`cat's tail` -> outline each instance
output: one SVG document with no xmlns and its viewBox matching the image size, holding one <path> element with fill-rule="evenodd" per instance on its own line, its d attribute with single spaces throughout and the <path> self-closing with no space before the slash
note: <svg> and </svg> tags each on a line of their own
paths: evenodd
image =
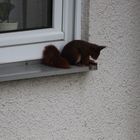
<svg viewBox="0 0 140 140">
<path fill-rule="evenodd" d="M 60 51 L 54 45 L 45 47 L 42 64 L 57 68 L 70 68 L 69 62 L 60 55 Z"/>
<path fill-rule="evenodd" d="M 65 58 L 59 56 L 54 61 L 54 67 L 67 69 L 70 68 L 70 64 Z"/>
</svg>

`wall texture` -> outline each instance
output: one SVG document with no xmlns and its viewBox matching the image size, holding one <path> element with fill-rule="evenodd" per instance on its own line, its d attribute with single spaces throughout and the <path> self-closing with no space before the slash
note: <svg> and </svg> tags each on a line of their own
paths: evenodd
<svg viewBox="0 0 140 140">
<path fill-rule="evenodd" d="M 139 140 L 140 1 L 90 0 L 89 17 L 89 40 L 108 46 L 90 75 L 92 139 Z"/>
<path fill-rule="evenodd" d="M 140 1 L 88 2 L 98 71 L 0 83 L 0 140 L 140 139 Z"/>
</svg>

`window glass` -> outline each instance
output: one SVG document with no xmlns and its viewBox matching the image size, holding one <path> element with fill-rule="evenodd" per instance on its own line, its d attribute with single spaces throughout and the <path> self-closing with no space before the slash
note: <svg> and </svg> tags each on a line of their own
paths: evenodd
<svg viewBox="0 0 140 140">
<path fill-rule="evenodd" d="M 52 28 L 53 0 L 0 0 L 0 33 Z"/>
</svg>

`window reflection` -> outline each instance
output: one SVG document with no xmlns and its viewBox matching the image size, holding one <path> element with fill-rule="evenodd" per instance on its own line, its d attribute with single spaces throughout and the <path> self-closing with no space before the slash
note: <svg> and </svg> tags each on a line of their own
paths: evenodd
<svg viewBox="0 0 140 140">
<path fill-rule="evenodd" d="M 52 0 L 0 0 L 0 33 L 52 27 Z"/>
</svg>

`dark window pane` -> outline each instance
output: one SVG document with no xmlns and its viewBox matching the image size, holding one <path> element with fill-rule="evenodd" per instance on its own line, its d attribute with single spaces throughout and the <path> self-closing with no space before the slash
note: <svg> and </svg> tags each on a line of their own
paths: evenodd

**Task requirements**:
From the first line to the last, reproduce the records above exactly and skip the pictures.

**Exercise solution**:
`cat's tail` -> outline each instance
output: one SVG document with no xmlns and its viewBox matching the image size, holding one <path> element with fill-rule="evenodd" per instance on its own line, its d attribute with single spaces throughout and the <path> self-closing with no space before the slash
note: <svg> and </svg> tags each on a line of their own
paths: evenodd
image =
<svg viewBox="0 0 140 140">
<path fill-rule="evenodd" d="M 60 51 L 54 45 L 45 47 L 42 64 L 57 68 L 70 68 L 69 62 L 60 55 Z"/>
<path fill-rule="evenodd" d="M 65 58 L 59 56 L 54 61 L 54 67 L 67 69 L 70 68 L 70 64 Z"/>
</svg>

`wall texture` -> outline each instance
output: one SVG document with no xmlns and its viewBox matching the image size, holding one <path> element with fill-rule="evenodd" per instance on its own line, its d attribute with single spaces throughout and the <path> self-closing with no space before the slash
note: <svg> and </svg> tags each on a line of their own
paths: evenodd
<svg viewBox="0 0 140 140">
<path fill-rule="evenodd" d="M 139 140 L 140 1 L 90 0 L 89 17 L 89 40 L 108 46 L 90 75 L 92 139 Z"/>
<path fill-rule="evenodd" d="M 140 1 L 88 2 L 98 71 L 0 83 L 0 140 L 140 139 Z"/>
</svg>

`window glass` -> outline each instance
output: one SVG document with no xmlns and its viewBox matching the image size, holding one <path> element with fill-rule="evenodd" per instance on its own line, its d attribute with single spaces throughout and the <path> self-closing with no space before the slash
note: <svg> and </svg> tags each on a line of their own
paths: evenodd
<svg viewBox="0 0 140 140">
<path fill-rule="evenodd" d="M 52 28 L 53 0 L 0 0 L 0 33 Z"/>
</svg>

`window reflection` -> outline each instance
output: one SVG document with no xmlns and its viewBox matching the image size, holding one <path> element with fill-rule="evenodd" per instance on its own line, its d attribute with single spaces throughout and the <path> self-closing with no space before the slash
note: <svg> and </svg> tags each on a line of their own
paths: evenodd
<svg viewBox="0 0 140 140">
<path fill-rule="evenodd" d="M 52 0 L 0 0 L 0 33 L 52 27 Z"/>
</svg>

`dark window pane` -> outline each instance
output: one SVG document with no xmlns and its viewBox matching the image size, holding one <path> element with fill-rule="evenodd" per instance on its own line, its d attribute with single spaces throughout and the <path> self-closing with no space before the slash
note: <svg> and </svg> tags each on a line of their own
paths: evenodd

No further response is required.